EXCERPT:
■ ■ ■ ■

Downloads files from EUMETSAT using HTTP.

See the environment variable EUMETSAT_PASSWORD with your password :)

In [None]:
import requests
from bs4 import BeautifulSoup
import os
import math
import subprocess
import pandas as pd
import queue
import threading
import logging
import sys

from eumetsat import get_filesize_megabytes
from consts import PATH

In [None]:
DESTINATION_DIR = os.path.join(PATH, 'auto_downloads')
LOG_DIR = os.path.join(PATH, 'logs/download')
DOWNLOADED_FILES = os.path.join(DESTINATION_DIR, 'downloaded_files.csv')
NUM_WORKER_THREADS = 24

for directory in [DESTINATION_DIR, LOG_DIR]:
    if not os.path.exists(directory):
        os.makedirs(directory)

## Logging
STREAM_HANDLER = True
LOG_FILENAME = os.path.join(LOG_DIR, 'eumetsat_download.log')

In [None]:
log = logging.getLogger('eumetsat_download')
log.setLevel(logging.DEBUG)
log.handlers = [logging.FileHandler(filename=LOG_FILENAME, mode='a')]
if STREAM_HANDLER:
    log.handlers.append(logging.StreamHandler(sys.stdout))
formatter = logging.Formatter(
    '%(asctime)s - %(name)s - %(threadName)s - %(levelname)s - %(message)s')
for handler in log.handlers:
    handler.setFormatter(formatter)

# Attach urllib3's logger to our logger.
loggers_to_attach = ['urllib3', 'requests']
for logger_name_to_attach in loggers_to_attach:
    logger_to_attach = logging.getLogger(logger_name_to_attach)
    logger_to_attach.parent = log
    logger_to_attach.propagate = True

In [None]:
def walk_dir(base_url):
    """Recursively searches through directories to find accepted files.

■ ■ ■ ■

PROVIDED RECORDS:
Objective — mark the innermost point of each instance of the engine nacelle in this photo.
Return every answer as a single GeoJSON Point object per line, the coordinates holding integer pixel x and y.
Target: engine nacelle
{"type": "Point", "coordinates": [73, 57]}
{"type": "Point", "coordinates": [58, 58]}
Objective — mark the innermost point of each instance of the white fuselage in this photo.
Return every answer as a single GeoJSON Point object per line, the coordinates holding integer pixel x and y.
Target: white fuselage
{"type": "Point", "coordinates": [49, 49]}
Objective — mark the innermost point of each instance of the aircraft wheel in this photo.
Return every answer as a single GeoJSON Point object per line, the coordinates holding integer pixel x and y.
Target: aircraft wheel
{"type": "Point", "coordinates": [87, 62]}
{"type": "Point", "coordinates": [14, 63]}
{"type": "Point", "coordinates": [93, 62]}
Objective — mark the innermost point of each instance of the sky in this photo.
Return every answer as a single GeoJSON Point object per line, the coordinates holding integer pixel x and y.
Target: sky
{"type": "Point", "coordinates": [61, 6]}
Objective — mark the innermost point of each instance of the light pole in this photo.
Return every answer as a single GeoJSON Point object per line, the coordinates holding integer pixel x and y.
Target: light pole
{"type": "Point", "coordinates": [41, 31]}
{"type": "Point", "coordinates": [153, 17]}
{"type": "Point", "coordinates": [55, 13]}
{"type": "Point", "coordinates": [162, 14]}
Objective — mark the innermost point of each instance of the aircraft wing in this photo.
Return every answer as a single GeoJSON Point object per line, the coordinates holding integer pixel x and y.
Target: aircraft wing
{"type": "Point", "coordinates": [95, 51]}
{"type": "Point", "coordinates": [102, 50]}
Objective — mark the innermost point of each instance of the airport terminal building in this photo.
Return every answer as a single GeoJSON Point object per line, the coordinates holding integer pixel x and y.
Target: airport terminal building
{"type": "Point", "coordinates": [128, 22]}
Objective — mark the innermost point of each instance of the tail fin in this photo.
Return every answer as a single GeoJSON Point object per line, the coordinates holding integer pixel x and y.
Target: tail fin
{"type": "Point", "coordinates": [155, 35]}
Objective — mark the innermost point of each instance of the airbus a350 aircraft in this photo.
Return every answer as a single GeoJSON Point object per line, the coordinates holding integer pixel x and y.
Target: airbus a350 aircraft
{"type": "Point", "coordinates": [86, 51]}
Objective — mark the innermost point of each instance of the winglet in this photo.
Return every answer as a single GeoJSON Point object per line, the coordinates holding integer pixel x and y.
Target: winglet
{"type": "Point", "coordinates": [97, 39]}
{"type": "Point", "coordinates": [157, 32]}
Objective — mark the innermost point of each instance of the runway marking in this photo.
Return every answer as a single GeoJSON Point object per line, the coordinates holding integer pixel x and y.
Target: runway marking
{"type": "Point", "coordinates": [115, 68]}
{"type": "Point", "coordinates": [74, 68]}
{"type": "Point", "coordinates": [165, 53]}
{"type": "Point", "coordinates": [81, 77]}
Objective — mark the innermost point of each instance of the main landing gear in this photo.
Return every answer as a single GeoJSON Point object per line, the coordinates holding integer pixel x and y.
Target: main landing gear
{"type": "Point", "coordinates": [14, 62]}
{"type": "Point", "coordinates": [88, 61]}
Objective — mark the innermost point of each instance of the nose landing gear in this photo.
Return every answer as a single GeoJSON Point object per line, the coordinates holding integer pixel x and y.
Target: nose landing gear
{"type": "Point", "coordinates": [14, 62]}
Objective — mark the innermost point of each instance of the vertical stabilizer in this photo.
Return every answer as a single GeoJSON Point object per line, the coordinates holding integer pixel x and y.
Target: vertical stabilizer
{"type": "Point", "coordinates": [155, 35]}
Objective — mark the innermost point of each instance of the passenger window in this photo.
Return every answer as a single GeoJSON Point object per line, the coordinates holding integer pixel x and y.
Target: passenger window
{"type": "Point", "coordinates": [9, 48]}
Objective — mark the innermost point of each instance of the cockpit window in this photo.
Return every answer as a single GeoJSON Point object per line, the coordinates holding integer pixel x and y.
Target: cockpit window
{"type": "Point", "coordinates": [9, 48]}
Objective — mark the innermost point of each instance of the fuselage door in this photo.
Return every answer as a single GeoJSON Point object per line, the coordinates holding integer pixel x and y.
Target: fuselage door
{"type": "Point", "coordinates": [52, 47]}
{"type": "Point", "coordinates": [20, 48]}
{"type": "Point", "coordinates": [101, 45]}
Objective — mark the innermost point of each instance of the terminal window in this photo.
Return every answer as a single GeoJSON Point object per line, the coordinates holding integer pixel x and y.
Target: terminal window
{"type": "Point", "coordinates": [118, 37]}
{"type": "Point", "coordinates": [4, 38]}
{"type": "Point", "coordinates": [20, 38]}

■ ■ ■ ■

TASK LIST:
A) Answer these from the EUMETSAT download code, one answer per line, marked the same way:
(i) Which environment variable is supposed to hold the password?
(ii) How many worker threads does the code set?
(iii) Which two loggers are attached to the eumetsat_download logger?
B) Extend the EUMETSAT download code beyond its last line.

RESPONSE LIST:
A)
(i) EUMETSAT_PASSWORD
(ii) 24
(iii) urllib3 and requests

B)
    
    Return dict mapping from filename to filesize in megabytes (if available).
    """
    page = requests.get(base_url)
    soup = BeautifulSoup(page.text, 'html.parser')
    
    # Filesizes for the .tar files are available on the eumetsat website.  These filesizes
    # can be identified by the 'align=right' attribute.
    file_sizes_mb = soup.find_all(align='right')
    file_sizes_mb = [float(file_size.text) for file_size in file_sizes_mb]
    
    # Find all the links on the web page
    links = soup.find_all('a')
    
    # Loop through the links to find the files.
    files = {}
    file_size_i = 0
    for link in links:
        href = link.get('href')
        href = os.path.join(base_url, href.replace('./', ''))
        if href.endswith('index.htm'):
            # Recursively get files from subdirectories on eumetsat's website
            subdir = walk_dir(href.replace('index.htm', ''))
            files.update(subdir)
        elif href.endswith('.tar'):
            files[href] = file_sizes_mb[file_size_i]
            file_size_i += 1
        elif href.endswith('.pdf'):
            files[href] = None
    
    return files

In [None]:
password = os.environ['EUMETSAT_PASSWORD']
url = "http://jack_kelly:{}@archive.eumetsat.int/umarf/onlinedownload/jack_kelly/".format(password)
log.info('Searching for files to download from %s', url)
files = walk_dir(url)
files = pd.Series(files, name='filesize_MB')
log.info('Found %d files on EUMETSAT website', len(files))

In [None]:
# Filter out files which have already been downloaded
if os.path.exists(DOWNLOADED_FILES):
    with open(DOWNLOADED_FILES, 'r') as fh:
        downloaded_files = fh.readlines()
    downloaded_files = [filename.strip() for filename in downloaded_files]
else:
    downloaded_files = []
    
files_to_download = set(files.index) - set(downloaded_files)
files_to_download = files[files_to_download]
log.info('%d files still to download.', len(files_to_download))

In [None]:
filename_queue = queue.Queue()
for filename, filesize_mb in files_to_download.items():
    filename_queue.put({'filename': filename, 'filesize_mb': filesize_mb})
    
filename_queue.qsize()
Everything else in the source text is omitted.